▶ [Stated problem]: Scale the stretch of items below, from the line containing "the underwater background" through the end of the items, by writing those lines out again with their requests included. Multiply every point coordinate in the answers by 0.8 and round to whole numbers, with halves rounded up.

▶ [Records to use]:
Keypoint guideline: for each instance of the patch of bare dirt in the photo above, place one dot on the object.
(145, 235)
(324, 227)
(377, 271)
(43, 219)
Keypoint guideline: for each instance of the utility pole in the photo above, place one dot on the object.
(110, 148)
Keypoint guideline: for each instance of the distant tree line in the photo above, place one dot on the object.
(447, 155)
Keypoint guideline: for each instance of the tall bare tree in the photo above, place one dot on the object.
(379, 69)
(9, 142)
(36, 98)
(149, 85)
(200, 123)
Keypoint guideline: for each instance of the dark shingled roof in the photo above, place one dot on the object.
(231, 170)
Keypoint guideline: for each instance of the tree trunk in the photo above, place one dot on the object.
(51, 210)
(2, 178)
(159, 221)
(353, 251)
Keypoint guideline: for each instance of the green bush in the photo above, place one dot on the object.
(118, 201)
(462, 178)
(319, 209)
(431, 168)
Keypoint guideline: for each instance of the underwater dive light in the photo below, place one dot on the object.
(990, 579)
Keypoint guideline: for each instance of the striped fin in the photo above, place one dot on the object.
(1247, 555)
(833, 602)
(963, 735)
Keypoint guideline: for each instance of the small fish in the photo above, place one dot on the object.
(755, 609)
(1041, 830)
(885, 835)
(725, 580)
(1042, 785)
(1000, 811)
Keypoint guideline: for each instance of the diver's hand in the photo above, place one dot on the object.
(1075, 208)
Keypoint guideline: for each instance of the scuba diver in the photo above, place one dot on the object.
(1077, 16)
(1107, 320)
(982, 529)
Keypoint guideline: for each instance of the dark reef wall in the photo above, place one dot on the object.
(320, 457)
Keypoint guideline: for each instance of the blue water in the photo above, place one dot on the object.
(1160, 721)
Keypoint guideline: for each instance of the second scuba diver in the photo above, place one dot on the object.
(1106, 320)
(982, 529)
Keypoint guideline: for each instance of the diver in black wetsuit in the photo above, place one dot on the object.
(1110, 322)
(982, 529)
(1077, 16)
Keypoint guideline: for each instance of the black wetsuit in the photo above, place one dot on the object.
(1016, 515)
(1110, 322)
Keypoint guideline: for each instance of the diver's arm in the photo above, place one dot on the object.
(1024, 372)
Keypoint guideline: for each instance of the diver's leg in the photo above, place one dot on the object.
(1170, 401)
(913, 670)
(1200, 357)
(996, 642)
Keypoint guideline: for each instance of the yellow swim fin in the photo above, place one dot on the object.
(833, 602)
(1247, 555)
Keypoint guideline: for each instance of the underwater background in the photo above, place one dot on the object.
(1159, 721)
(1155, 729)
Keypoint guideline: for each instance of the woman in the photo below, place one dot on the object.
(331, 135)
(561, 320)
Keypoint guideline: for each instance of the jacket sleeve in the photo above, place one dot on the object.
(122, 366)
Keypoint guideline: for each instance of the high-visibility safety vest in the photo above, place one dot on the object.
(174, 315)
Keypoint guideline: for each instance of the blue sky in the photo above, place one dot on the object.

▶ [Task solution]:
Keypoint guideline: for each instance of the underwater background in the photo above, place one dot on the object.
(927, 577)
(924, 583)
Keypoint guideline: for each instance of the woman in the photo below, place one dot on the object.
(265, 108)
(449, 256)
Keypoint guideline: for each instance of the jacket sleeve in the photo above, place one dot on the object.
(98, 293)
Keypoint guideline: for each instance of the high-visibility safety vest in the photo above, place one dot on the object.
(139, 252)
Keypoint guideline: for each instance of the blue sky in the photo above, place one dot on the object.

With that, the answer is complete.